[Available data — start]

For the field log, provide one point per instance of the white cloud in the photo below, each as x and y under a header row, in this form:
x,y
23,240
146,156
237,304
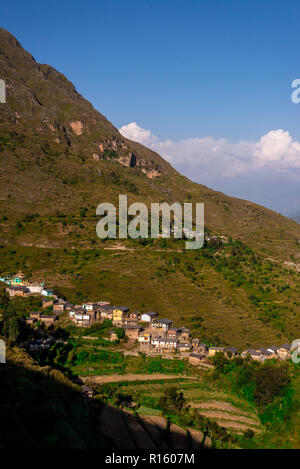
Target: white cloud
x,y
205,159
138,134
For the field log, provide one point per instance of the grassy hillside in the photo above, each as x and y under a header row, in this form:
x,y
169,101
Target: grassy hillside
x,y
225,295
60,158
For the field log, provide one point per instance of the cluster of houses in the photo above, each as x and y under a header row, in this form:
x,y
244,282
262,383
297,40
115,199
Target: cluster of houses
x,y
153,335
19,285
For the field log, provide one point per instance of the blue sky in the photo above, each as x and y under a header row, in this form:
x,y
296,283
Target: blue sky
x,y
183,70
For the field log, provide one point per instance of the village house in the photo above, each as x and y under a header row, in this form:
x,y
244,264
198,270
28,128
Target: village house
x,y
88,392
17,291
47,302
174,332
47,292
82,319
40,344
149,317
19,280
132,332
251,353
184,347
184,335
135,315
113,336
213,350
30,321
163,344
284,352
230,352
266,354
199,347
59,306
130,322
144,339
119,314
273,349
35,315
47,320
105,311
195,358
162,324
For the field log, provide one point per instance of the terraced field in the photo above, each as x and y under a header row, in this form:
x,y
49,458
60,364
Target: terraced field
x,y
228,411
128,431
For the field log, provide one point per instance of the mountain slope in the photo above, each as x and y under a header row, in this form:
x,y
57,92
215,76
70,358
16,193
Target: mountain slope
x,y
59,153
60,158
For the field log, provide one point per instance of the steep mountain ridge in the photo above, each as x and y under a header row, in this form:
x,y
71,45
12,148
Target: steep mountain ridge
x,y
57,154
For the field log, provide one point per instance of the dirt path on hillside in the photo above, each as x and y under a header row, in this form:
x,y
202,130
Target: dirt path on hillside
x,y
130,377
222,406
226,416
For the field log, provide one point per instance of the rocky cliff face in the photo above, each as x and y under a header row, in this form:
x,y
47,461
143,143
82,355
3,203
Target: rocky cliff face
x,y
42,103
57,153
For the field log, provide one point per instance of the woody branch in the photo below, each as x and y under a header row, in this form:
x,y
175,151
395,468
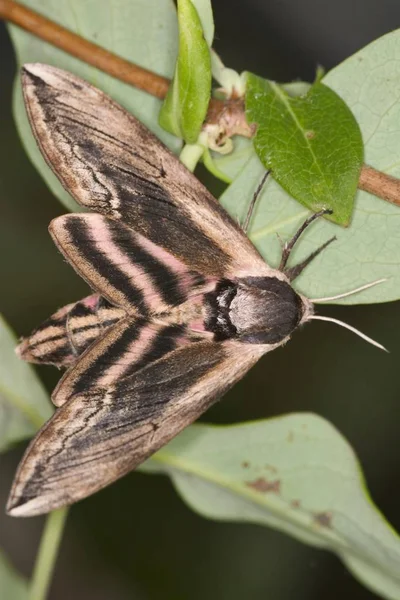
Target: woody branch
x,y
229,114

[Available data — finish]

| What you will do |
Give back every record above word for word, dropping pictures.

| Answer for this exercise |
For the field log, provide one point per instance of the white cloud in the photo below, each as x and y under a header row, in this form:
x,y
23,240
146,156
237,304
Target: white cloud
x,y
205,159
138,134
For the field log, provide one point per instance of the grassy hillside in the photo above, each as x and y under a header row, in this form:
x,y
169,101
Target: grassy hillside
x,y
225,295
60,158
For the field log, provide one point per instance of the cluster of houses in the photo above, each as x and y under a header row, in this form:
x,y
244,282
262,383
297,40
115,199
Target: cluster of houses
x,y
153,335
19,285
For the field log, provide one point per instance of the blue sky in the photo above, each as x and y under a header row, in this form:
x,y
296,283
Target: blue sky
x,y
183,70
For the field log, provide one point per instance of the village house in the photo above, each as x and y under a header row, in this form:
x,y
244,264
198,270
28,128
Target: village house
x,y
88,392
17,291
47,302
174,332
47,292
82,319
40,344
149,317
19,280
132,332
251,353
184,347
184,335
135,315
113,336
213,350
30,321
163,344
284,352
230,352
266,354
199,347
59,306
130,322
144,339
119,314
273,349
35,315
47,320
105,311
195,358
162,324
For the field log, provide one point per instance of the terraced field in the photo above, each as x and y under a header row, in this form:
x,y
49,458
60,364
Target: terraced field
x,y
228,411
128,431
For the field log, provide one point per instance of the mountain slope in the photo above, each as x and y under a header row, in this form:
x,y
57,92
215,76
70,358
16,193
Target: mountain slope
x,y
59,153
60,158
For the field log, provide one point per instance of the steep mountain ridge in the photo above, each as x and y under a header row, in this form:
x,y
71,45
12,148
Target: steep mountain ridge
x,y
57,154
For the field log, provide one point per instance of the dirt path on hillside in the photo above, each as x and y under a header row, in this form:
x,y
202,130
Target: dirt path on hillside
x,y
130,377
222,406
226,416
For the field log, provide one point per instance of the rocky cliff face in the photo above, each as x and y under a header row, in this form:
x,y
47,461
143,143
82,355
3,203
Target: rocky cliff face
x,y
42,103
57,153
For the field log, provide one point per instance of the woody branch in the photo below, each as x and y under a header row, in this form:
x,y
175,151
395,468
Target: woody branch
x,y
229,114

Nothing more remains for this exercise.